Each entry must appear again exactly as it does in the source.

----- Records for the task

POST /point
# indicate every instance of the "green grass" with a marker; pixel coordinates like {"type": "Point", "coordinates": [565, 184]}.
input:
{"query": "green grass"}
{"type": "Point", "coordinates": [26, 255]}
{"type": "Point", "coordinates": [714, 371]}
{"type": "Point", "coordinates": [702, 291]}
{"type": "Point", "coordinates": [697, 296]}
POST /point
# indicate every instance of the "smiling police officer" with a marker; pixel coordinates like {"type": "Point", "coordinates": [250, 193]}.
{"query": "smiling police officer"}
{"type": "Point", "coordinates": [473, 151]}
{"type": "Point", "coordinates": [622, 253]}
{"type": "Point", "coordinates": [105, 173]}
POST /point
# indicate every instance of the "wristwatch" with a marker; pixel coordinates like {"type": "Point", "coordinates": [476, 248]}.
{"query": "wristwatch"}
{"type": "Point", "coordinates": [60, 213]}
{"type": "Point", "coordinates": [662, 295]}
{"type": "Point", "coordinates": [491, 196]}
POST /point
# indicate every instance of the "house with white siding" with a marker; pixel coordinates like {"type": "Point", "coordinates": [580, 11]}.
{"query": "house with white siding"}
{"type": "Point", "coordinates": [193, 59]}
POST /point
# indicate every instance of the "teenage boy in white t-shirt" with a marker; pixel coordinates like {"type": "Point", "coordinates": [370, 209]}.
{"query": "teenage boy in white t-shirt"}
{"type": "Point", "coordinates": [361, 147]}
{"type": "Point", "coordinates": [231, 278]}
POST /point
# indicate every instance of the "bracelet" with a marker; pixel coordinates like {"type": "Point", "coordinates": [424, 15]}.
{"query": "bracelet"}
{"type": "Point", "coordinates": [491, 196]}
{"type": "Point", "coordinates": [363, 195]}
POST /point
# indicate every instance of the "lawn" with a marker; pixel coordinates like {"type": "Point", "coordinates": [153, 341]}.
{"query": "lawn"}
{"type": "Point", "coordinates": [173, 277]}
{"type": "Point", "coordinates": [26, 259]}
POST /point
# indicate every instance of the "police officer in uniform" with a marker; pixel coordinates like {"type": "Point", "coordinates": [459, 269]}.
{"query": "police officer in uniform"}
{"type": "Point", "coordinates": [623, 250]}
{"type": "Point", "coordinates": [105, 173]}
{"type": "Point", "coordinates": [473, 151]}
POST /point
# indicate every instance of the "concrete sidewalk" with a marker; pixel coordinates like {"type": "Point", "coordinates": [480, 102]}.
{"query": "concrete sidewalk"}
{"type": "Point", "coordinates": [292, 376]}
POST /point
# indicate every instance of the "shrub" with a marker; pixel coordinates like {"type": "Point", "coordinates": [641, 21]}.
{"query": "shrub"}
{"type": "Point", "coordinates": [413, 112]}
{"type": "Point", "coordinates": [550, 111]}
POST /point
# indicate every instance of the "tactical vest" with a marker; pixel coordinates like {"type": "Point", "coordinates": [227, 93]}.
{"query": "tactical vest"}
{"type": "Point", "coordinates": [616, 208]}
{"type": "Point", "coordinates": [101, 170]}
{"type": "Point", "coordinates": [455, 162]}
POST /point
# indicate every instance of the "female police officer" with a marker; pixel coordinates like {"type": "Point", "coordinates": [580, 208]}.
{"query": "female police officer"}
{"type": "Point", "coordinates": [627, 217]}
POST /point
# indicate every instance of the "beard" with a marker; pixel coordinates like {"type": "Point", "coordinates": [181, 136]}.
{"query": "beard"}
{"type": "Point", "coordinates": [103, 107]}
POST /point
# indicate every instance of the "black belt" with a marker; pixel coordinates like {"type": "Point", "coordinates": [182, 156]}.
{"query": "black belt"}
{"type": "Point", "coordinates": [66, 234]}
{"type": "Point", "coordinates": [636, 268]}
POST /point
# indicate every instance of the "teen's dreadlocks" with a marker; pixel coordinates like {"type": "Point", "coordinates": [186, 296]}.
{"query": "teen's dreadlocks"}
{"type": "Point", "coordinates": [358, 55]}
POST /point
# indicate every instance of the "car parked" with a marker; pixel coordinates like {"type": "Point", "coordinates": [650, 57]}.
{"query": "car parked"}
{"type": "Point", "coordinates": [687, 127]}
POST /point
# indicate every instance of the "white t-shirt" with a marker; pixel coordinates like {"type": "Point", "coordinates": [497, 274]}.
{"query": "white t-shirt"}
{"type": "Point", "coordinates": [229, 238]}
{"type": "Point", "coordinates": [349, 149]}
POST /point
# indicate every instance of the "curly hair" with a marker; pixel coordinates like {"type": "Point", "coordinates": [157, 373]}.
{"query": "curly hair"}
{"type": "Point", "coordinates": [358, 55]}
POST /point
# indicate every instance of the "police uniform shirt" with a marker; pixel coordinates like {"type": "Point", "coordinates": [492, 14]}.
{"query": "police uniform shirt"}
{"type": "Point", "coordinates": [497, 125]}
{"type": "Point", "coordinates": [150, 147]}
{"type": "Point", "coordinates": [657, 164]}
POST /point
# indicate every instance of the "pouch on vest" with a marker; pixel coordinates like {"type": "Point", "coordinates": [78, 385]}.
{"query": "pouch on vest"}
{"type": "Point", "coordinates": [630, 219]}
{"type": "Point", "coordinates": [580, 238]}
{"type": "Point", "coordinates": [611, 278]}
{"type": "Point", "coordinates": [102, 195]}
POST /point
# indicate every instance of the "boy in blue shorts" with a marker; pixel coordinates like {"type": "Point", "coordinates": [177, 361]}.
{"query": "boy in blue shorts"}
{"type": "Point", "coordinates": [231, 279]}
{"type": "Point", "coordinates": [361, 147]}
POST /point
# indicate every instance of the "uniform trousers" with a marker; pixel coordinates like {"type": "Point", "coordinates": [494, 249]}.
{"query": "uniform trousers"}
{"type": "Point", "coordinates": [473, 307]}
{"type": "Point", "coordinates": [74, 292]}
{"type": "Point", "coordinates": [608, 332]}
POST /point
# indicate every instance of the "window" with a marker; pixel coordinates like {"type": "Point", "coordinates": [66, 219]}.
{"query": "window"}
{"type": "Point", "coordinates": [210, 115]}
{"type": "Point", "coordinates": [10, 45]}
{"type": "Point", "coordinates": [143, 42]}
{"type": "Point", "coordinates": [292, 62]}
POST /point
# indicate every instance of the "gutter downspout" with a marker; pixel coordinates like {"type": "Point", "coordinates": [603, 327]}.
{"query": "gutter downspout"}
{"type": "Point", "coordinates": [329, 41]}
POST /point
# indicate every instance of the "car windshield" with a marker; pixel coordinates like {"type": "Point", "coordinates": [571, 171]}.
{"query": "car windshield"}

----------

**Written solution**
POST /point
# indicate every instance of the "green grass" with a marker; pixel coordinates like {"type": "Point", "coordinates": [565, 184]}.
input:
{"query": "green grass"}
{"type": "Point", "coordinates": [26, 255]}
{"type": "Point", "coordinates": [714, 371]}
{"type": "Point", "coordinates": [702, 291]}
{"type": "Point", "coordinates": [697, 296]}
POST /point
# indicate every instance of the "smiling police officer" with a marker; pixel coordinates like {"type": "Point", "coordinates": [250, 193]}.
{"query": "smiling police officer"}
{"type": "Point", "coordinates": [473, 151]}
{"type": "Point", "coordinates": [622, 253]}
{"type": "Point", "coordinates": [105, 173]}
POST /point
# indicate every instance of the "wristwatch" with a marker; pixel coordinates like {"type": "Point", "coordinates": [476, 248]}.
{"query": "wristwatch"}
{"type": "Point", "coordinates": [60, 213]}
{"type": "Point", "coordinates": [662, 295]}
{"type": "Point", "coordinates": [491, 196]}
POST /point
# indicate every instance of the "house with white siding" with a marker; pixel coordinates like {"type": "Point", "coordinates": [580, 11]}.
{"query": "house with white siding"}
{"type": "Point", "coordinates": [193, 59]}
POST /point
# indicate every instance of the "teenage boy in white t-shirt" with a marker; pixel coordinates like {"type": "Point", "coordinates": [370, 209]}.
{"query": "teenage boy in white t-shirt"}
{"type": "Point", "coordinates": [361, 147]}
{"type": "Point", "coordinates": [231, 278]}
POST /point
# indicate every instance of the "bracelet" with a marker; pixel coordinates like {"type": "Point", "coordinates": [424, 15]}.
{"query": "bracelet"}
{"type": "Point", "coordinates": [491, 196]}
{"type": "Point", "coordinates": [363, 195]}
POST /point
# indicate every instance of the "lawn" with a marker; pixel coordinates like {"type": "Point", "coordinates": [153, 341]}.
{"query": "lawn"}
{"type": "Point", "coordinates": [173, 277]}
{"type": "Point", "coordinates": [26, 259]}
POST /point
# indicate every instance of the "police officer in uniform" with a marker; pixel coordinates like {"type": "Point", "coordinates": [459, 269]}.
{"query": "police officer in uniform"}
{"type": "Point", "coordinates": [623, 250]}
{"type": "Point", "coordinates": [105, 173]}
{"type": "Point", "coordinates": [473, 151]}
POST /point
# indicate every instance of the "concrete sidewalk" with a marker; pixel coordinates like {"type": "Point", "coordinates": [480, 102]}.
{"query": "concrete sidewalk"}
{"type": "Point", "coordinates": [292, 376]}
POST /point
# indicate every instance of the "shrub" with a marker; pixel coordinates like {"type": "Point", "coordinates": [641, 21]}.
{"query": "shrub"}
{"type": "Point", "coordinates": [413, 112]}
{"type": "Point", "coordinates": [550, 111]}
POST /point
# indicate every instance of the "tactical vest" with a marker; pixel coordinates like {"type": "Point", "coordinates": [227, 93]}.
{"query": "tactical vest"}
{"type": "Point", "coordinates": [616, 208]}
{"type": "Point", "coordinates": [101, 170]}
{"type": "Point", "coordinates": [455, 162]}
POST /point
# indicate every instance of the "female police officer" with a marker; pixel coordinates like {"type": "Point", "coordinates": [580, 208]}.
{"query": "female police officer"}
{"type": "Point", "coordinates": [627, 217]}
POST /point
# indicate every instance of the "beard" with a marker; pixel coordinates like {"type": "Point", "coordinates": [181, 136]}.
{"query": "beard"}
{"type": "Point", "coordinates": [103, 107]}
POST /point
# indicate every instance of the "black belt" with a marker; pixel coordinates like {"type": "Point", "coordinates": [182, 156]}.
{"query": "black belt"}
{"type": "Point", "coordinates": [66, 234]}
{"type": "Point", "coordinates": [636, 268]}
POST /point
# indicate every instance of the "teen's dreadlocks" with a marker; pixel coordinates like {"type": "Point", "coordinates": [186, 296]}.
{"query": "teen's dreadlocks"}
{"type": "Point", "coordinates": [358, 55]}
POST /point
# indicate every instance of the "car parked" with a marker; pixel coordinates like {"type": "Point", "coordinates": [650, 57]}.
{"query": "car parked"}
{"type": "Point", "coordinates": [687, 127]}
POST /point
# indicate every instance of the "white t-shirt" with a marker; pixel coordinates like {"type": "Point", "coordinates": [497, 274]}.
{"query": "white t-shirt"}
{"type": "Point", "coordinates": [229, 238]}
{"type": "Point", "coordinates": [349, 149]}
POST /point
# indicate every instance of the "curly hair" with a marker; pixel coordinates like {"type": "Point", "coordinates": [157, 373]}.
{"query": "curly hair"}
{"type": "Point", "coordinates": [358, 55]}
POST /point
# indicate every instance of the "police uniform shirt" with a marker; pixel coordinates like {"type": "Point", "coordinates": [492, 14]}.
{"query": "police uniform shirt"}
{"type": "Point", "coordinates": [497, 125]}
{"type": "Point", "coordinates": [150, 147]}
{"type": "Point", "coordinates": [657, 164]}
POST /point
# indicate every instance of the "pouch on vest" with a marker; pixel coordinates like {"type": "Point", "coordinates": [78, 385]}.
{"query": "pouch on vest"}
{"type": "Point", "coordinates": [630, 219]}
{"type": "Point", "coordinates": [580, 238]}
{"type": "Point", "coordinates": [611, 278]}
{"type": "Point", "coordinates": [102, 195]}
POST /point
# indicate every instance of the "boy in blue shorts" with a marker; pixel coordinates like {"type": "Point", "coordinates": [177, 361]}.
{"query": "boy in blue shorts"}
{"type": "Point", "coordinates": [231, 279]}
{"type": "Point", "coordinates": [361, 147]}
POST /point
# indicate every instance of the "uniform trousers" with a marker; pixel coordinates like {"type": "Point", "coordinates": [494, 249]}.
{"query": "uniform trousers"}
{"type": "Point", "coordinates": [473, 307]}
{"type": "Point", "coordinates": [74, 292]}
{"type": "Point", "coordinates": [608, 332]}
POST /point
# indicate every instance of the "window" with a marker; pixel coordinates like {"type": "Point", "coordinates": [66, 219]}.
{"query": "window"}
{"type": "Point", "coordinates": [210, 115]}
{"type": "Point", "coordinates": [10, 45]}
{"type": "Point", "coordinates": [143, 42]}
{"type": "Point", "coordinates": [292, 62]}
POST /point
# indicate every instance of the "gutter downspout" with a marker; pixel coordinates like {"type": "Point", "coordinates": [603, 327]}.
{"query": "gutter downspout"}
{"type": "Point", "coordinates": [329, 41]}
POST /point
# indicate every instance of the "car windshield" with a marker; pixel coordinates like {"type": "Point", "coordinates": [571, 171]}.
{"query": "car windshield"}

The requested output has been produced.